Exercise objective> Report every line of the data below that contains the string "polygon", matching case exactly.

━━━ Recorded information

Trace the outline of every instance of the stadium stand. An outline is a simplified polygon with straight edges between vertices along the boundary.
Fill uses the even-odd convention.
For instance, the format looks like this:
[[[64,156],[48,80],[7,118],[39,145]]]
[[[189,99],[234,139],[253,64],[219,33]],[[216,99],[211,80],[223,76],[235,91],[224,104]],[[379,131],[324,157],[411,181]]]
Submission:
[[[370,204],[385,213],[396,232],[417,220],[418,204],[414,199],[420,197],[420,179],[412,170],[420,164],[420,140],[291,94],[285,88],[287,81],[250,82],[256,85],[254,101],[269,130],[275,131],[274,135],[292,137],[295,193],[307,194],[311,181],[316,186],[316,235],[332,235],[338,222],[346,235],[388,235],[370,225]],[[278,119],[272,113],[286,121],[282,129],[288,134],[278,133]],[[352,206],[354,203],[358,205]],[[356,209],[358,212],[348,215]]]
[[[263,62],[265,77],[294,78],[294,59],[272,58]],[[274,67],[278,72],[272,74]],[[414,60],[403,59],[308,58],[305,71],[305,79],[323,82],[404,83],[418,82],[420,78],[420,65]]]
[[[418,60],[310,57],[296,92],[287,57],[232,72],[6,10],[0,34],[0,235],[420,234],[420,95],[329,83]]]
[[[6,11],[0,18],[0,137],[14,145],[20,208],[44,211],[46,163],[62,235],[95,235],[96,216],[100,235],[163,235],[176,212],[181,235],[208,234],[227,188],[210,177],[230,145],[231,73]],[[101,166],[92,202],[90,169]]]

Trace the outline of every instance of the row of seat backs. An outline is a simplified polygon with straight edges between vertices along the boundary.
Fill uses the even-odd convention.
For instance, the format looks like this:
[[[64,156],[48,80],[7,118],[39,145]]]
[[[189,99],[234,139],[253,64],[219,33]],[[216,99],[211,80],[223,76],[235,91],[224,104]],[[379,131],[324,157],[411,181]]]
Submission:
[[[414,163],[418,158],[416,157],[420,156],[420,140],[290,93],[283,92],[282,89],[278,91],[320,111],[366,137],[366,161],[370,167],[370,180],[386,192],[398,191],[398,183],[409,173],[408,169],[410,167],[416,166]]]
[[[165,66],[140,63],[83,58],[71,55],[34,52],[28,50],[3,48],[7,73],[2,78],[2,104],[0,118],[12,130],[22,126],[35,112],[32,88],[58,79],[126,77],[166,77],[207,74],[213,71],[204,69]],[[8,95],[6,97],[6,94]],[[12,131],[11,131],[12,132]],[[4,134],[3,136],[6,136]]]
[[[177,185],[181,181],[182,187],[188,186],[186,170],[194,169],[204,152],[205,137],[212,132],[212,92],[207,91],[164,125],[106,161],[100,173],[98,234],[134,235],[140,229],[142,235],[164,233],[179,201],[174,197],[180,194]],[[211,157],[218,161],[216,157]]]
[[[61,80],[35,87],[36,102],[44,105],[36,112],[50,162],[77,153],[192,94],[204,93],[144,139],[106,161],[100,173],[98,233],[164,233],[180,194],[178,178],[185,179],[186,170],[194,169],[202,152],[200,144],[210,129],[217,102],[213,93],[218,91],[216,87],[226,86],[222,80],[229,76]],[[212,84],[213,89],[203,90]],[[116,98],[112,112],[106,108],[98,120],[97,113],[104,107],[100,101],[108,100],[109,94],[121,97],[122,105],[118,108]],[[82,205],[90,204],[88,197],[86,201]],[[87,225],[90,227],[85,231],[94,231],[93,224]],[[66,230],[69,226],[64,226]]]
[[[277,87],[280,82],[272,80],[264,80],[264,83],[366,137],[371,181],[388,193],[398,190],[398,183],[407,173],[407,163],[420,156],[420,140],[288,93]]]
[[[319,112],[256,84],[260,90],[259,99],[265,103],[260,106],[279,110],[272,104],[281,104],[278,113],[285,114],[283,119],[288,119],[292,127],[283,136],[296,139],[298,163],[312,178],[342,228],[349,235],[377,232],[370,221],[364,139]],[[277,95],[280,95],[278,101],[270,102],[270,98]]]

━━━━━━

Response to the task>
Trace the outline of every instance of the stadium stand. An outline is a simplified polygon with straight edges between vertices along the boundary.
Trace the outline of every instance of the row of seat backs. An outline is a simplified polygon with straight edges between vertices along the boundary.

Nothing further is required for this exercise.